[BEGIN Document passage]

We are living in dangerous times. After centuries of imperial
colonization we have now the new form of colonization in the Free
Market with its amoral guiding principle of making money with money.
The
Free Market has become a gambling casino run by the big corporations
and fortunate sons. We must reflect on what has happened to our
world in the last twenty years of corporate globalization. The
ideology of the Free Market is a theoretical absurdity as the gap
between the rich and the poor has been widening along with greater
violence, wars and the erosion of our democracies.
The freeing of capital markets has turned our financial markets
to a gambling casino. It was just yesterday that we commented that
95% of the six trillion dollars moving around the world every day is
just an economic bubble with no supportive real wealth. Our Free
Market is full of economic bubbles ready to explode as we experience
the current burst of the Argentina's bubble. Our Free Market is a
Big Bubble and our big corporations and fortunate sons are defending
this Big Bubble with their media propaganda, their wars against
terrorism along with a further erosion of our democracies.

[END Document passage]
[BEGIN Provided data]

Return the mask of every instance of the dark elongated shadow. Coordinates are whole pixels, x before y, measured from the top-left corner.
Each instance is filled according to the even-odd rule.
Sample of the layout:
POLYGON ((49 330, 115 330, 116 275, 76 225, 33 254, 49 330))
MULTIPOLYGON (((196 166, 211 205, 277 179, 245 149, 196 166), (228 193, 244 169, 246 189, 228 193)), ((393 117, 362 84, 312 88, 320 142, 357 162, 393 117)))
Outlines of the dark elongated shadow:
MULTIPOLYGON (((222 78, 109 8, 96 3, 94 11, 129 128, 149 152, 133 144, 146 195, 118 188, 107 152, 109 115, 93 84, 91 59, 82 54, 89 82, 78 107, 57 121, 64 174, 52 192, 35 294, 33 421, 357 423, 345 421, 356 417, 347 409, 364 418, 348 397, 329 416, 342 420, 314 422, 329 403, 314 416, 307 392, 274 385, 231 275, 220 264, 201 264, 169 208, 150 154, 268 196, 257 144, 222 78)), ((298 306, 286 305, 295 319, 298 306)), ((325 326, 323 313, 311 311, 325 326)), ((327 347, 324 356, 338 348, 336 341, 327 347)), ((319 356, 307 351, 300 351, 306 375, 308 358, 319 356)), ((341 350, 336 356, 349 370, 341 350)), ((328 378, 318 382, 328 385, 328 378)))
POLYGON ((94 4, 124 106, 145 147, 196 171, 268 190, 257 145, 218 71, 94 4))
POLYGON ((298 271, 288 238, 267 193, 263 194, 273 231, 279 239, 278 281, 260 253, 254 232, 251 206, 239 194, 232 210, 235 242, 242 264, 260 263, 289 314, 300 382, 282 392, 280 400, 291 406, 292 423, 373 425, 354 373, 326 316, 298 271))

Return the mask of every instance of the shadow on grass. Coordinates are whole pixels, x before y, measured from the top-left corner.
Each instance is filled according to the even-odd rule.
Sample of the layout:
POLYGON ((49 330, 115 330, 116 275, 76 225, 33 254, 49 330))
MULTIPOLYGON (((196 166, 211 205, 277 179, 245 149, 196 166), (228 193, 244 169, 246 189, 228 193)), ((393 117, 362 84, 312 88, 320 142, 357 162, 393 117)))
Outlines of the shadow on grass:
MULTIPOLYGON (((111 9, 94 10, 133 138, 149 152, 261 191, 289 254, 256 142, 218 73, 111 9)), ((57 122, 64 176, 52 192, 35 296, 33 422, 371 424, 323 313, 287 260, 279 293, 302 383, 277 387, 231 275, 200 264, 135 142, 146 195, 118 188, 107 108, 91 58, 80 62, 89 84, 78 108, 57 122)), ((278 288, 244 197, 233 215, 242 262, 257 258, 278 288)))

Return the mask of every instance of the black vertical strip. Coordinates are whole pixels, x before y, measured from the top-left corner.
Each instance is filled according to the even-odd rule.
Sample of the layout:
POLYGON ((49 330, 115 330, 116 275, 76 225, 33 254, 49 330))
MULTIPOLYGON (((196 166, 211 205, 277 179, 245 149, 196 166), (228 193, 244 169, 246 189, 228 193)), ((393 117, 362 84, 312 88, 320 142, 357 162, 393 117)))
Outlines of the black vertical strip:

[END Provided data]

▸ **Work to do**:
1. In the passage on the Free Market, why is the ideology of the Free Market called a theoretical absurdity?
2. Write the next few sentences of the passage on the Free Market, picking up after its last sentence.

▸ **Solved tasks**:
1. The passage calls it a theoretical absurdity because the gap between the rich and the poor has been widening. That widening gap has come along with greater violence, wars and the erosion of democracies.

2.
Last week, Saskatchewan journalist Doug Cuthand wrote an article
sympathetic to the plight of Palestinians and his employer Canwest
Global Communications didn't publish it as our media has become an
expression of corporate propaganda. We have been told that the war
in Afghanistan has been won but we hear news of further American
bombing in this country. We have Canadian Minister of Public Works
Alfonso Gagliano ordering the hiring of his friends by governmental
agencies and we hear that this behaviour is legal and that it is
called lobbying. We turn our attention to the collapse of the Bush
friendly Enron Corporation and we notice among the alleged many
fraudulent practices that this corporation had some 874 subsidiaries
located in officially designated offshore tax and bank havens while
the Bush Administration is supposed to be waging the financial war
against money laundering.
We are used to say not to mix apples and oranges, but we have
reached such a level of erosion of our democracy that to further
fragment our issues and make them specific for the interest of our
conventional wisdom is not enough anymore. Let us learn how to mix
apples and oranges and take back our freedoms from the Free Market,
that is our big corporations and fortunate sons.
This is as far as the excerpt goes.